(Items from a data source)
--

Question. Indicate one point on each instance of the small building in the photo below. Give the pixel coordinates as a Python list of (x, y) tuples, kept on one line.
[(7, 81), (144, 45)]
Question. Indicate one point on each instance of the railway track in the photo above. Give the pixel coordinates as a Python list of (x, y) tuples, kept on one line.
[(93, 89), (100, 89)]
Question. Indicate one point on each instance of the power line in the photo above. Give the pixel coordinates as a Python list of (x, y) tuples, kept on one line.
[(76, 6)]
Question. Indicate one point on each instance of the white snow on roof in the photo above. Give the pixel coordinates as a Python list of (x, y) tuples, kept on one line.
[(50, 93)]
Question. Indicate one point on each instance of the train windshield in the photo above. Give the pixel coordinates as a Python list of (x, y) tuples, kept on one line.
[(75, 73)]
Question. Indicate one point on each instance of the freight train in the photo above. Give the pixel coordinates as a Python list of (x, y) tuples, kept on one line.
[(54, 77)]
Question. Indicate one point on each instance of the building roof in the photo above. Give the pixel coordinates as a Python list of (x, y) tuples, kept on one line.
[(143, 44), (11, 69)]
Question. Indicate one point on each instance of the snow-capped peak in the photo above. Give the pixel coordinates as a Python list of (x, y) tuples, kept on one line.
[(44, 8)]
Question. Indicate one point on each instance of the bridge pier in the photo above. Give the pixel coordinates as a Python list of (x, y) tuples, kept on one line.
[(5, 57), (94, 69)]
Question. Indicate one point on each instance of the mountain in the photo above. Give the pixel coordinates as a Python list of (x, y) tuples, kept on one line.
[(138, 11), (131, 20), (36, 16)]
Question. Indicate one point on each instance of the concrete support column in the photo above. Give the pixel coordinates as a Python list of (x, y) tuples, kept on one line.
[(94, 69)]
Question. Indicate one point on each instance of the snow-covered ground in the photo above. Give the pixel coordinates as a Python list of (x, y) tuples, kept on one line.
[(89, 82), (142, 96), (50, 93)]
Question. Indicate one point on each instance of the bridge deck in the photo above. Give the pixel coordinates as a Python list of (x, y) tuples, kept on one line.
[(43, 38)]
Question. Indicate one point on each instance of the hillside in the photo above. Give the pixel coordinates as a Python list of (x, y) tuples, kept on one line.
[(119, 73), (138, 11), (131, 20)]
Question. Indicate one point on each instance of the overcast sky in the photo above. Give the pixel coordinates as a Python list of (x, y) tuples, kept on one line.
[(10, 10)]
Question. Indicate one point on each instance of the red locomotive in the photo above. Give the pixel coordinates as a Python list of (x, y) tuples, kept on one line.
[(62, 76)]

--

• **Problem details**
Find the line with "Question. Indicate one point on each instance of the concrete" in the data above. Restate it and all later lines word for word, ending with the last line.

• **Answer section**
Question. Indicate one point on each instance of the concrete support column in the photo above. Give the pixel coordinates as a Python list of (x, y) tuples, kept on one line.
[(94, 69)]
Question. Indicate one point on each instance of the snow-covered ground in the photo above. Give the pixel coordinates as a Python list of (x, y) tuples, kept on one line.
[(89, 82), (142, 96), (50, 93)]
Question. Indicate one point on each instance of the bridge deck in the photo above. Give the pixel coordinates as a Python list of (x, y) tuples, kept on one line.
[(43, 38)]
Question. Indicate one point on each instance of the hillside in the photo above. Give the pixel coordinates as a Python list of (x, y) tuples, kept on one line.
[(119, 73), (138, 11), (131, 20)]
Question. Indicate one point on each instance of the overcast sky in the photo above. Give the pixel coordinates as a Python list of (x, y) tuples, kept on one line.
[(10, 10)]
Question. Indicate one point on each instance of the red locomotive in the photo above. Give the pixel coordinates as a Python list of (x, y) tuples, kept on one line.
[(62, 76)]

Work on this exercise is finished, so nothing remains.